* **Dataset entries**
++++++++++++++++++++

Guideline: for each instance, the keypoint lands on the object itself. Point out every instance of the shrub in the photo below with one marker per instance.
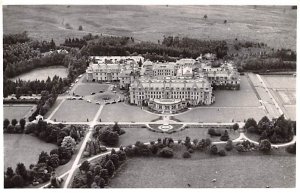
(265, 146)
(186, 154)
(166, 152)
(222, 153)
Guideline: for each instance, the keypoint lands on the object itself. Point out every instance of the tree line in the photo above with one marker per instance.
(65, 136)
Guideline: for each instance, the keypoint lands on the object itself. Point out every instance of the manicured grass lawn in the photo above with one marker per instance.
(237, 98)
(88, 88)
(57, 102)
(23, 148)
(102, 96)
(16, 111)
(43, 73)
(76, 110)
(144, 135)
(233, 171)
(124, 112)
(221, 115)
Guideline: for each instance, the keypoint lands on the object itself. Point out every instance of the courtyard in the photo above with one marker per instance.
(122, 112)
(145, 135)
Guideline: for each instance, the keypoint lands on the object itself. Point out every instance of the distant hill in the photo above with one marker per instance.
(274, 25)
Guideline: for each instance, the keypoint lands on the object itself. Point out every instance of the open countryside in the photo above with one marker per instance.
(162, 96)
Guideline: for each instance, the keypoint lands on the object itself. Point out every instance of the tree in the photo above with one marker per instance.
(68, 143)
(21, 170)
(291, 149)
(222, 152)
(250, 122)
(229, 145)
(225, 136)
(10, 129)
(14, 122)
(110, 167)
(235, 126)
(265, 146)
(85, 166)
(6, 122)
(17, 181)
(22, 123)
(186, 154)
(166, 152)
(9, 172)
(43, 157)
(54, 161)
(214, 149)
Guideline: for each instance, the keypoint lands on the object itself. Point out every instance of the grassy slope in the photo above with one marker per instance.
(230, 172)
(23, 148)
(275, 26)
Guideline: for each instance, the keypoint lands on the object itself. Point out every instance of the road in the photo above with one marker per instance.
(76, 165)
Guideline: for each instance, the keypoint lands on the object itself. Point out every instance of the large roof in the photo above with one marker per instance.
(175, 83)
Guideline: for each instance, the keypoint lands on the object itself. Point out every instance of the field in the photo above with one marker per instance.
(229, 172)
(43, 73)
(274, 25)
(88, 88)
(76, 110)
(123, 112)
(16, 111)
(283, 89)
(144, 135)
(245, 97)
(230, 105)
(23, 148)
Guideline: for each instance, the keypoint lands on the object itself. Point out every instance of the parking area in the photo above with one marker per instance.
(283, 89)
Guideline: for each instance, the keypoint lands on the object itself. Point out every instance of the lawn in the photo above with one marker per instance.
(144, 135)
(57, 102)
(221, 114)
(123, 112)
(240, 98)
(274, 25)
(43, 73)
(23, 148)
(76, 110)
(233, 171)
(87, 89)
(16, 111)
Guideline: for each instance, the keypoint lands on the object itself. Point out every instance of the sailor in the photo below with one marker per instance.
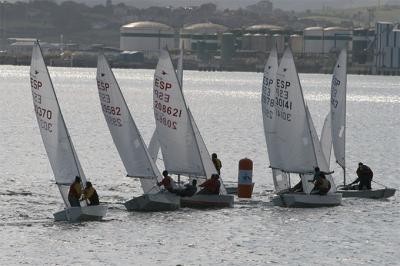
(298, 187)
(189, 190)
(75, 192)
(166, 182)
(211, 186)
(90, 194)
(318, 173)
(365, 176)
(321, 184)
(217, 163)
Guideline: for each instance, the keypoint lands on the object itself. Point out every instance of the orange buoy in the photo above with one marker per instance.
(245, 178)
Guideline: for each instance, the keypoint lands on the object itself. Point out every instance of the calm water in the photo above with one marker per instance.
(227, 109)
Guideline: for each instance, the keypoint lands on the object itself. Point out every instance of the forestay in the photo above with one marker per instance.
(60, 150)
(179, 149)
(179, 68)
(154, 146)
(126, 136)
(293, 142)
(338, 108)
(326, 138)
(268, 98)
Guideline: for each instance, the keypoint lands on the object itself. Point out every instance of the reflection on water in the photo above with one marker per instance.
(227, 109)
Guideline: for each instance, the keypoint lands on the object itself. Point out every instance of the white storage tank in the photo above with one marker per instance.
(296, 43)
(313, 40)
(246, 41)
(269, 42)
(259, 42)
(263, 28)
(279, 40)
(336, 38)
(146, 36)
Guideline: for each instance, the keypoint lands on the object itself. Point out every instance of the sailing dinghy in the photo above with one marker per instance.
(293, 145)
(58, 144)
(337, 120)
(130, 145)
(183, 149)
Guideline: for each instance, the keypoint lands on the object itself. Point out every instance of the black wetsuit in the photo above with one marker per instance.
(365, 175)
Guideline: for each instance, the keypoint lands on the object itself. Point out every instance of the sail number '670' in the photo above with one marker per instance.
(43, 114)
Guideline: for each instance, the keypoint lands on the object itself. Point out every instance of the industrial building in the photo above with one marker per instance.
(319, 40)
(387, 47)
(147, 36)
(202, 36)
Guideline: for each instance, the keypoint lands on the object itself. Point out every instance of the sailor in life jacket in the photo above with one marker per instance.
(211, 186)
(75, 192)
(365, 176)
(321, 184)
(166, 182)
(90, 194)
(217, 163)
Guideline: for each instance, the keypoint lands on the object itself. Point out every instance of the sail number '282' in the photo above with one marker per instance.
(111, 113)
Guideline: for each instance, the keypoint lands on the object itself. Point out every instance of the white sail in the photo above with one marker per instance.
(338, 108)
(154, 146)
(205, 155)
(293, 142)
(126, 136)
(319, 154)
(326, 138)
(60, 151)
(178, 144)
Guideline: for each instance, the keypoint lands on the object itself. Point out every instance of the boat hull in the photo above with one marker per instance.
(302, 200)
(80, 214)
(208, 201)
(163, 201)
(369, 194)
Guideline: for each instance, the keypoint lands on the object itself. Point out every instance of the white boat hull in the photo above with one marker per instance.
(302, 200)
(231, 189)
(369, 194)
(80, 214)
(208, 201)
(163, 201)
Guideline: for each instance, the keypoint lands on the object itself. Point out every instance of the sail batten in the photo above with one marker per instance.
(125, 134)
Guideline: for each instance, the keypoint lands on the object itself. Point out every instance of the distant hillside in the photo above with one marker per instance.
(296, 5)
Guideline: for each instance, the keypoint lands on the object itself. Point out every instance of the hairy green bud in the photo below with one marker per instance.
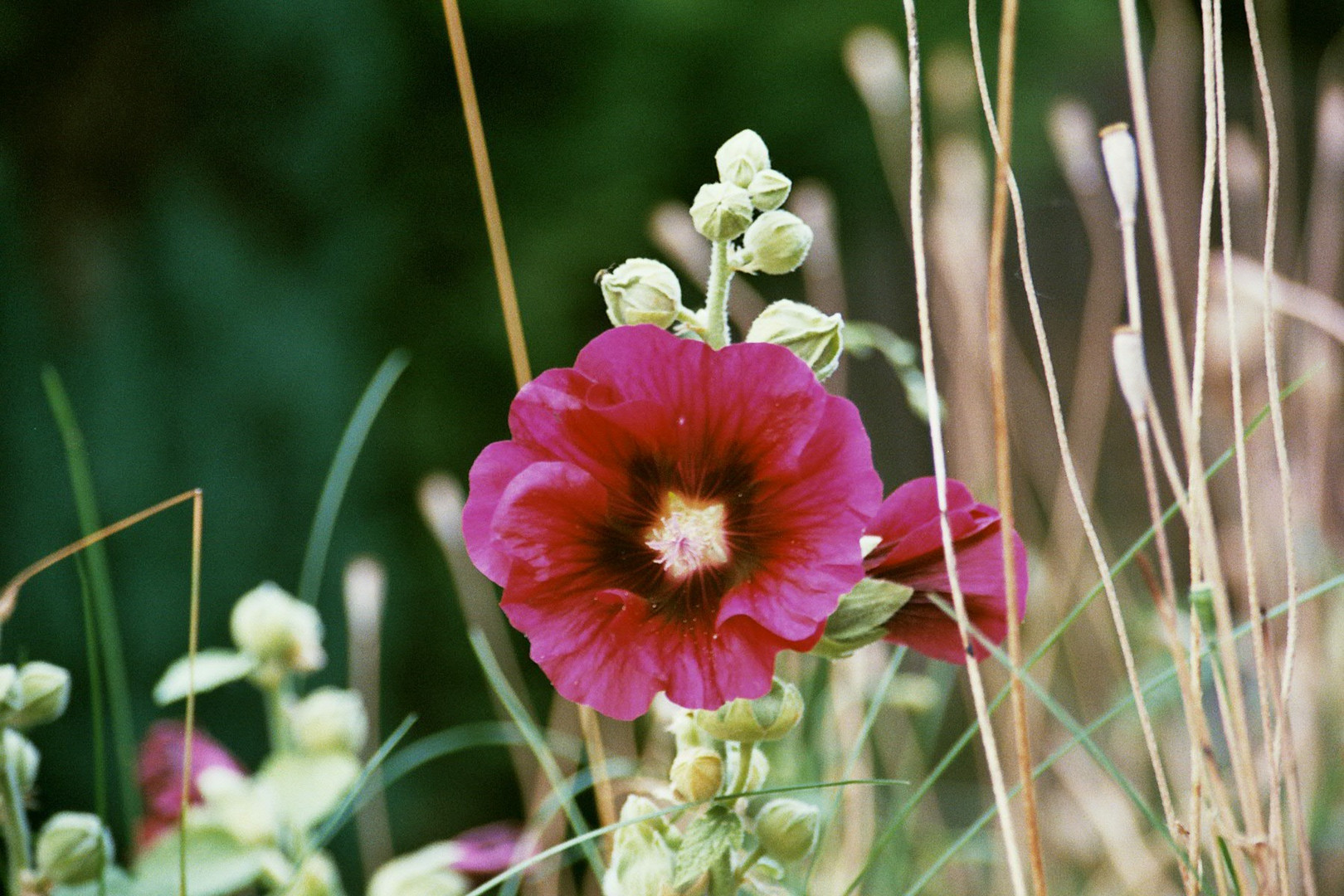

++++++++++++++++++++

* **Work task**
Give back the data exactly. Skip any images.

* **Exercise answer**
Guideline: for each instance, the keypoint lands on the object itself. Point out every instance of the shrub in the photo below with one marker per instance.
(265, 146)
(186, 154)
(166, 152)
(222, 153)
Guideline: for each instance, the keypoint lands on the object itself. Point out every instance of the tree line in the photo above with one marker per instance.
(65, 136)
Guideline: for each instance, the keypoint lands on the object itself. Point out every instance of the manicured grass lawn in the photo above with one marker per instance.
(237, 98)
(88, 88)
(57, 102)
(23, 148)
(102, 96)
(16, 111)
(43, 73)
(76, 110)
(144, 135)
(233, 171)
(124, 112)
(221, 115)
Guideline: for each instance, the keypoint lands on the object itself. Point out every instance of the courtyard in the photo above with one marker per instance.
(122, 112)
(145, 135)
Guideline: for each instance, the keypoint lands on the object itself. Point out every instance of the distant hill in the photo above with one marker per instance.
(274, 25)
Guideline: for each instance, the keypoint lands on the object itself. Point out every instance of the open countryside in the photo above with one marker per instance.
(162, 96)
Guideline: for each instance, the keypoint lands on the object itself. Point out every instance of the tree in the photo above with one marker per instance.
(68, 143)
(21, 170)
(291, 149)
(222, 152)
(250, 122)
(229, 145)
(225, 136)
(10, 129)
(14, 122)
(110, 167)
(235, 126)
(265, 146)
(85, 166)
(6, 122)
(17, 181)
(22, 123)
(186, 154)
(166, 152)
(9, 172)
(43, 157)
(54, 161)
(214, 149)
Guideline: for each instance, the keypoint lands on the object itself. Point out every instance of the grassy slope in the photo above with one marker per instance.
(230, 172)
(23, 148)
(275, 26)
Guideline: for each instance, the keypoint lands on the object itself. Point out every instance of the road in the photo above with one marker per instance.
(76, 165)
Guideline: for each instance, the keypoint lands on the object itself. Point out every instance of the large roof in the photo above with one marker per instance.
(175, 83)
Guideline: for each instance, the keypoint lands on the object itself. Point out every instance of the field in the photo above with one marker per instance.
(229, 172)
(43, 73)
(274, 25)
(88, 88)
(76, 110)
(123, 112)
(16, 111)
(283, 89)
(144, 135)
(245, 97)
(230, 105)
(23, 148)
Guideline: for each instance, the keypoint lands on the object itself. Point out every instance of the parking area in the photo above with one marker per instance.
(283, 89)
Guideline: for each instance, the keypoint lands on the object itself. Point out every instance of the lawn in the photo above with one marker per instance.
(144, 135)
(57, 102)
(221, 114)
(123, 112)
(240, 98)
(274, 25)
(43, 73)
(23, 148)
(76, 110)
(233, 171)
(87, 89)
(16, 111)
Guideline: for each instance, the keypoint lands on the object itself. Point out every instance of the sailor in the photo below with one marker per instance.
(298, 187)
(189, 190)
(75, 192)
(166, 182)
(211, 186)
(90, 194)
(318, 173)
(365, 176)
(321, 184)
(217, 163)
Guideline: for each instance, the keypoint lands on the object itself. Point out every instance of the orange buoy in the photo above with one marker per instance.
(245, 178)
Guideline: for each instance, the keypoint lands on the object itself. Point out every instance of the calm water in the photo above with one marker per instance.
(227, 109)
Guideline: for each instance, the keypoint lands on the object itself. Point out every instance of the forestay in the photo above with one marker per instance.
(60, 150)
(179, 149)
(179, 68)
(154, 146)
(126, 136)
(293, 142)
(338, 108)
(326, 138)
(268, 98)
Guideline: for each instance, the keypoint lands on the object itself. Point out every instance of the reflection on water in the photo above with one marker per instance.
(227, 109)
Guideline: for each instance, the keypoint lands on the object itself. Point out every instance of the white storage tank in the photo above with one marker per instance.
(296, 43)
(313, 40)
(246, 41)
(269, 42)
(259, 42)
(263, 28)
(279, 40)
(336, 38)
(146, 36)
Guideline: for each instance, the keypoint lands on the object itself. Point out every instance of the sailing dinghy in the photo above with one marker per instance.
(293, 145)
(58, 144)
(337, 120)
(130, 145)
(183, 149)
Guideline: for each instance, the keypoint lands on the object itself. Point out every instance of the black wetsuit in the photo above with one marker per instance.
(365, 175)
Guideline: for each instance, the keypoint lands on the object itself. Point out every instance of the sail number '670' in the photo above with one marker per instance.
(43, 114)
Guideline: for each instance, the keypoint lands on the object itself. Point out every instance of the industrial building in the photo above with one marker per instance.
(319, 40)
(387, 47)
(147, 36)
(202, 36)
Guideline: for each instance, the keypoint lands on the object itself. Point out every instance of the sailor in life jacket in the photo above with one marker per instance.
(211, 186)
(75, 192)
(365, 176)
(321, 184)
(166, 182)
(90, 194)
(217, 163)
Guideline: for each instance, the keypoint lands on the object itself. Point out every instance of the sail number '282' in the photo above with one marker per instance.
(111, 113)
Guideline: for each instance, the keypoint lands on the object itself. Point out every instance of the white sail in the photo above with one marker per instance.
(338, 108)
(154, 146)
(205, 155)
(293, 142)
(126, 136)
(319, 154)
(326, 138)
(60, 151)
(178, 144)
Guideline: for each instance, the keypoint lands on the object itself. Point out every instance of the boat hull in the photo above with one marker per instance.
(302, 200)
(80, 214)
(208, 201)
(163, 201)
(369, 194)
Guideline: for each instance, the keypoint lands on the object itself. Point out every instance of the white boat hull in the photo above with one marker per instance.
(302, 200)
(231, 189)
(369, 194)
(80, 214)
(208, 201)
(163, 201)
Guideline: for each instance, the keypoint lands on the object itself. Point out every instance of the sail batten in the photo above with one marker per instance.
(125, 134)
Guideline: for each instance, the keypoint lands on the object itself. Point out every instance of the distant hillside in the photo above with one marker per instance.
(296, 5)
Guideline: for each instance, the keypoint lands on the object itself. Point out every instance of the hairy green bud in the photo below with one marker per instance.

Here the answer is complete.